> [Written task 1]:
Answer these questions using the brand positioning framework text:
(a) How many countries or regions should the list of target markets include?
(b) Besides one primary positioning statement, how many alternative angles does the workflow call for per market?
(c) What command installs the skill?
> [Written task 2]:
Revise the brand positioning framework text by rewriting everything from "2. Map how each" down to "and tone notes.", with "trust barriers" changed to "adoption hurdles".
:: Text shown ::
Cb Brand Positioning Framework Publish

Other

Craft a ready-to-execute brand positioning strategy for any international market — complete with messaging hierarchy, competitive differentiation map, and localized value propositions. Turn "we need to position our brand" into a boardroom-ready positioning deck.

Install

openclaw skills install cb-brand-positioning-framework

Overseas Brand Positioning Framework

Overview

This skill guides teams through the complete process of repositioning an established domestic brand for foreign markets. Rather than simply translating existing messaging, it helps you understand how your brand story lands in a new cultural context, where your competitors' narratives have gaps, and how to build a positioning statement that resonates locally while preserving your core identity.

The framework covers a brand origin audit (what you bring from home), a perception map (how target markets currently see you and alternatives), a competitive narrative landscape, a structured positioning statement builder, voice-and-tone adaptation guidance, and a validation checklist with customer interview questions.

When to Use

  • You have a brand with traction at home and want to enter a specific foreign market
  • You are rebranding or creating a new brand identity for international audiences
  • You need to translate your value proposition into local language and cultural context
  • You are preparing a pitch or marketing brief for a new region and want a structured starting point
  • You want to audit what is worth keeping globally versus what must change locally

Inputs to Collect

Before using the framework, gather the following:

  1. Brand identity assets: mission statement, brand values, tone-of-voice guidelines, key taglines, visual identity notes
  2. Product or service overview: what you sell, your primary use cases, and the problem you solve
  3. Domestic market position: how customers at home describe your brand, your market share, your key differentiators
  4. Target markets: list of one to three specific countries or regions you are prioritizing first
  5. Competitor landscape: names of known local and global competitors operating in the same category
  6. Stage and resources: current revenue stage, team size available for international expansion, budget range, timeline expectations
  7. Known constraints: legal or regulatory restrictions, channel limitations, cultural sensitivities already identified

Workflow

  1. Extract the domestic brand assets that can travel: origin story, category credentials, emotional promise, proof points, and current customer language.
  2. Map how each target market currently frames the category, including mainstream expectations, premium signals, trust barriers, and competitor narratives.
  3. Decide what to preserve, translate, soften, or completely reposition for each market based on customer motivation and cultural context.
  4. Build one primary positioning statement and two alternative angles per market, each with audience, frame of reference, key benefit, reason to believe, and tone notes.
  5. Create validation prompts for interviews, landing pages, creator briefs, or ads so the team can test whether the positioning is understood and trusted.
:::
:: Raw data ::
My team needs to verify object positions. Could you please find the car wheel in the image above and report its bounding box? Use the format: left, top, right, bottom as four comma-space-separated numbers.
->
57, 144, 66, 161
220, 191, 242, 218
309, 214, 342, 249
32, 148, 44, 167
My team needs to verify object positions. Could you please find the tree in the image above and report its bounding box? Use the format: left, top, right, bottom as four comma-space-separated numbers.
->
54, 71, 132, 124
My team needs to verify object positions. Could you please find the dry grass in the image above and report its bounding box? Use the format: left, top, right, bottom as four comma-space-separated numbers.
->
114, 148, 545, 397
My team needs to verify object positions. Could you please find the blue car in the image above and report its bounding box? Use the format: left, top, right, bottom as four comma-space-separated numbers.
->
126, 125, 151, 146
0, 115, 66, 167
:::
> [Correct result 1]:
(a) One to three specific countries or regions.
(b) Two alternative angles.
(c) openclaw skills install cb-brand-positioning-framework

> [Correct result 2]:
2. Map how each target market currently frames the category, including mainstream expectations, premium signals, adoption hurdles, and competitor narratives.
  3. Decide what to preserve, translate, soften, or completely reposition for each market based on customer motivation and cultural context.
  4. Build one primary positioning statement and two alternative angles per market, each with audience, frame of reference, key benefit, reason to believe, and tone notes.